THE REQUEST :: Gather every line of the records below that contains the string "trim", and copy each of those lines in full.

DATA EXTRACT ::
[START]

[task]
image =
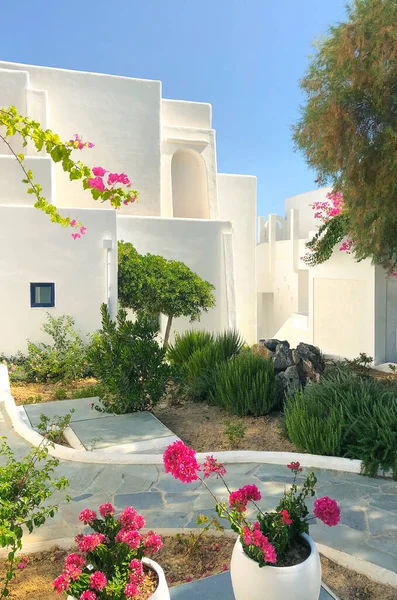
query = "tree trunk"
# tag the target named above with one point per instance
(167, 331)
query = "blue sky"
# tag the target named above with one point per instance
(245, 57)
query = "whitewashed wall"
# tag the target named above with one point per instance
(199, 244)
(237, 203)
(32, 249)
(120, 115)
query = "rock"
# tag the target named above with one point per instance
(283, 357)
(272, 344)
(312, 355)
(288, 382)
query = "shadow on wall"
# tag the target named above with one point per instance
(189, 185)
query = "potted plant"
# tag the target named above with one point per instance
(111, 562)
(274, 557)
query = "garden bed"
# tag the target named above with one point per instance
(210, 556)
(202, 427)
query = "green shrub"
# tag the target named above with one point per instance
(128, 363)
(187, 343)
(195, 377)
(63, 360)
(245, 385)
(347, 415)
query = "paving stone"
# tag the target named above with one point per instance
(385, 501)
(140, 500)
(355, 518)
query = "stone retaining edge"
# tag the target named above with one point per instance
(332, 463)
(372, 571)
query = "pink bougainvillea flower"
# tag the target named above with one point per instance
(96, 183)
(152, 542)
(296, 467)
(87, 543)
(240, 498)
(99, 171)
(98, 581)
(88, 595)
(180, 461)
(87, 516)
(61, 583)
(211, 465)
(131, 590)
(285, 517)
(74, 560)
(106, 510)
(327, 510)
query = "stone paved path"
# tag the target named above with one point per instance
(369, 506)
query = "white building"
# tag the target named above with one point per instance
(187, 211)
(341, 306)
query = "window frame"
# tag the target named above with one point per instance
(33, 286)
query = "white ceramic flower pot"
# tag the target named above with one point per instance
(299, 582)
(162, 592)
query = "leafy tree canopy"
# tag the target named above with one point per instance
(153, 284)
(348, 125)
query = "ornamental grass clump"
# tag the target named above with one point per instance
(109, 563)
(274, 535)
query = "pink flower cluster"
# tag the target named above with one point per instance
(240, 498)
(256, 538)
(87, 543)
(211, 465)
(327, 510)
(77, 142)
(87, 516)
(180, 461)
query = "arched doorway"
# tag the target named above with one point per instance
(189, 185)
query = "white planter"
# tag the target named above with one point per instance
(162, 592)
(299, 582)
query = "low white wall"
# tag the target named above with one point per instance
(180, 113)
(237, 203)
(35, 250)
(197, 243)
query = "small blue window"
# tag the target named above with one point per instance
(42, 295)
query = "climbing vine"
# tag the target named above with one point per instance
(103, 184)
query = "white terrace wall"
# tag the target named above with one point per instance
(237, 203)
(199, 244)
(119, 114)
(32, 249)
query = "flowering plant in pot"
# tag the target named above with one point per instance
(274, 552)
(111, 562)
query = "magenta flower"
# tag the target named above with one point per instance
(97, 183)
(211, 465)
(327, 510)
(180, 461)
(130, 590)
(98, 171)
(152, 542)
(106, 510)
(87, 516)
(98, 581)
(88, 595)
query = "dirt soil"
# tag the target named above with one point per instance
(203, 428)
(181, 563)
(27, 393)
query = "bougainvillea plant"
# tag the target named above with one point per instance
(273, 534)
(332, 231)
(109, 564)
(103, 184)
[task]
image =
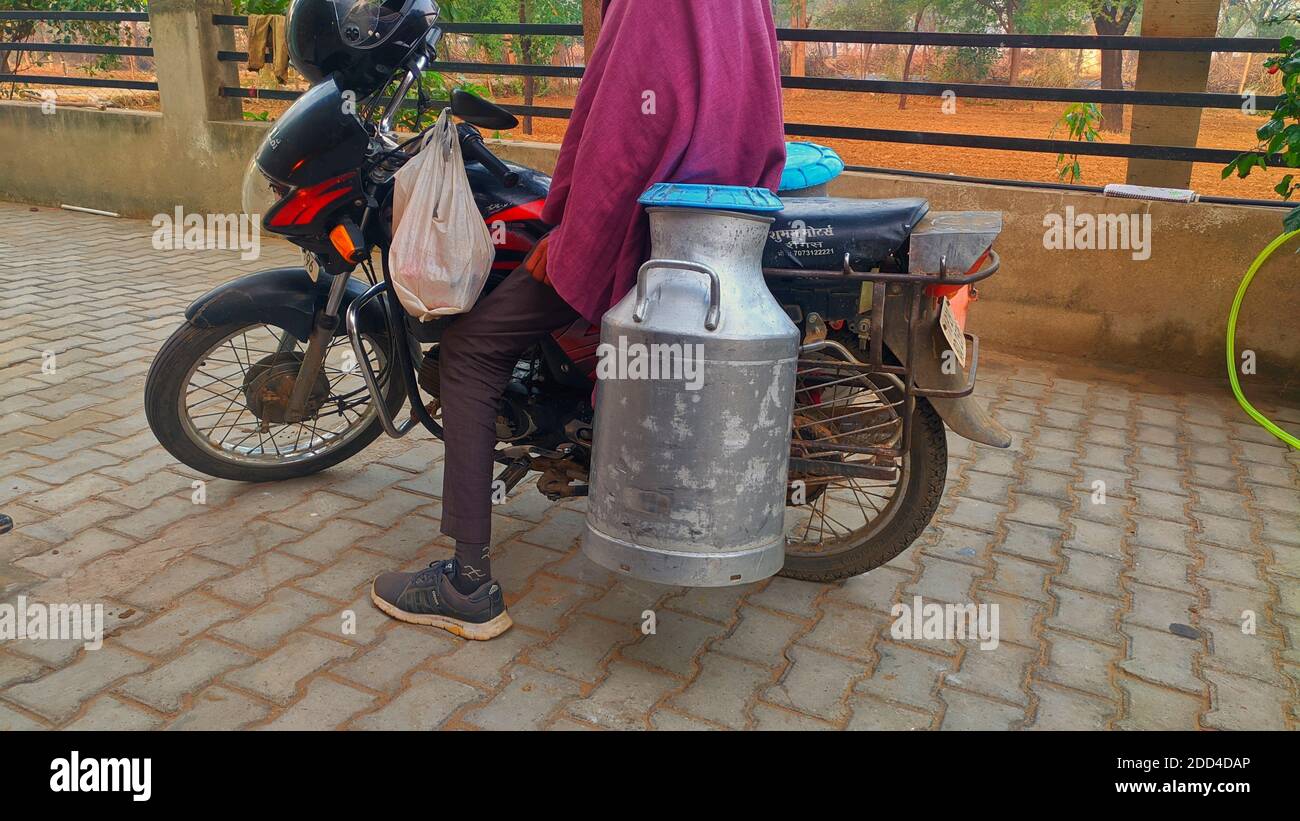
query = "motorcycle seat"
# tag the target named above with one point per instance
(817, 233)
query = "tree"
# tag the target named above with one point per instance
(1113, 17)
(1019, 17)
(921, 5)
(525, 48)
(60, 30)
(1257, 18)
(870, 14)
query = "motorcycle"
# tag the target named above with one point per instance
(290, 370)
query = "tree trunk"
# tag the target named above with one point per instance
(1110, 20)
(1113, 78)
(525, 47)
(590, 27)
(911, 55)
(798, 50)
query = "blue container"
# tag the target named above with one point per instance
(809, 168)
(718, 198)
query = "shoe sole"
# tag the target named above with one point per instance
(464, 629)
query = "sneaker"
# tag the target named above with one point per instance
(428, 598)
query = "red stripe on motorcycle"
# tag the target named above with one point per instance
(519, 213)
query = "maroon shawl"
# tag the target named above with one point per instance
(676, 91)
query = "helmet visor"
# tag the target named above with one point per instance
(365, 24)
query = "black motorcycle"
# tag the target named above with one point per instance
(290, 370)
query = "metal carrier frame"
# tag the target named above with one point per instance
(902, 376)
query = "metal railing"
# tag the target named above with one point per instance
(1135, 151)
(988, 142)
(78, 48)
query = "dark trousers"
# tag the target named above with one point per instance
(476, 359)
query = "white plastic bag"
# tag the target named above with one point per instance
(442, 251)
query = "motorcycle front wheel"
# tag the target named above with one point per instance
(215, 399)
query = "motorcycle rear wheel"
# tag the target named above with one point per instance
(848, 526)
(902, 520)
(225, 429)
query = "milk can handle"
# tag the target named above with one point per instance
(715, 289)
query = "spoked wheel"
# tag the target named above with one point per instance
(839, 522)
(217, 399)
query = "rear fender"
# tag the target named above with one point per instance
(965, 416)
(284, 298)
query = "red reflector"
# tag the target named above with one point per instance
(304, 204)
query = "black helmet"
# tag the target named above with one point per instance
(360, 40)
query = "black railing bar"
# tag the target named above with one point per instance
(510, 69)
(1186, 99)
(906, 38)
(92, 82)
(86, 16)
(79, 48)
(1043, 185)
(468, 68)
(540, 29)
(468, 27)
(278, 94)
(1032, 40)
(1132, 151)
(1183, 99)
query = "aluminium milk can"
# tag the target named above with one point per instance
(689, 463)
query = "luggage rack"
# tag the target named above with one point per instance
(902, 377)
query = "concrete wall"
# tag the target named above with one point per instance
(1168, 312)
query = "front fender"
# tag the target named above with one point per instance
(284, 298)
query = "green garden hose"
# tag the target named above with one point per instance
(1231, 343)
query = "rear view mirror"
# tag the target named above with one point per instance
(481, 113)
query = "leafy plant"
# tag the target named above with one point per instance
(63, 30)
(1279, 137)
(1082, 121)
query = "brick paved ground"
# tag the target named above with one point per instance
(229, 615)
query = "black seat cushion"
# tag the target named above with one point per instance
(815, 233)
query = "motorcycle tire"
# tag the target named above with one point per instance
(164, 386)
(922, 494)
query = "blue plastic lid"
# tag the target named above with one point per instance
(809, 164)
(719, 198)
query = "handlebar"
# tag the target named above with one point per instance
(475, 151)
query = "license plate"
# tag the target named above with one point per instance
(952, 331)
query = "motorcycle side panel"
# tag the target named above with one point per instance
(282, 298)
(963, 416)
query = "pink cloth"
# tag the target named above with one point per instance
(714, 117)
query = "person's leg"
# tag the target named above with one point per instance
(476, 359)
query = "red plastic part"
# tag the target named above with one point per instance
(304, 204)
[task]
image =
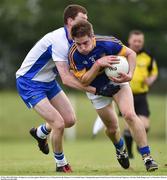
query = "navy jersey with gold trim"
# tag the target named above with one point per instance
(103, 46)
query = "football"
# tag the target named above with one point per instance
(114, 71)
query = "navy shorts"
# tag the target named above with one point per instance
(141, 104)
(32, 92)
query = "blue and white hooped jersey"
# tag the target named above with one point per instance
(39, 64)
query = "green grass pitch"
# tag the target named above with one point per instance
(19, 154)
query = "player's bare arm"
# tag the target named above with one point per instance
(150, 80)
(131, 57)
(68, 78)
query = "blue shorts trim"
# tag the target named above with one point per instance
(32, 92)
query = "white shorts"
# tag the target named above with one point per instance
(100, 102)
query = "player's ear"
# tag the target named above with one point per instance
(69, 21)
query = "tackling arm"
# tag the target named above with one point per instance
(69, 79)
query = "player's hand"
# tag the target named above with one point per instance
(108, 90)
(107, 61)
(123, 77)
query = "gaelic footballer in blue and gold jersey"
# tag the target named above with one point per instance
(88, 57)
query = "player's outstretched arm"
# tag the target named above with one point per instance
(91, 74)
(68, 78)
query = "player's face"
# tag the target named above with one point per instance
(80, 16)
(84, 44)
(136, 42)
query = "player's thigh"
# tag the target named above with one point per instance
(64, 107)
(108, 115)
(45, 109)
(145, 120)
(124, 100)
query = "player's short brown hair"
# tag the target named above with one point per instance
(72, 10)
(82, 28)
(135, 32)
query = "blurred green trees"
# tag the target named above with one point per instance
(23, 22)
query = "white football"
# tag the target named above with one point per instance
(114, 71)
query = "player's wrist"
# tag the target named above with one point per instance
(97, 64)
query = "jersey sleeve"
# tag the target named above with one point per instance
(76, 64)
(115, 47)
(154, 70)
(59, 52)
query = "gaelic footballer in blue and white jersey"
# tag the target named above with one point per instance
(36, 76)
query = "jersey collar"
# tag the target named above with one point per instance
(70, 41)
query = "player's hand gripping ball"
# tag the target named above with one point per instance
(122, 66)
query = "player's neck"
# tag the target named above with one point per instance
(68, 31)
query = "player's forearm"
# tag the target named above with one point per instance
(150, 80)
(72, 82)
(131, 57)
(90, 75)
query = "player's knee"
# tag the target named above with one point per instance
(57, 125)
(112, 130)
(129, 115)
(60, 126)
(70, 120)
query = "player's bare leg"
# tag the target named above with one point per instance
(109, 118)
(124, 99)
(56, 122)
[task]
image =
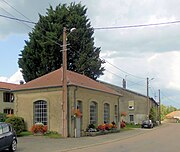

[END]

RESULT OF THIS TASK ::
query = "navy jersey with gold trim"
query = "blue shorts trim"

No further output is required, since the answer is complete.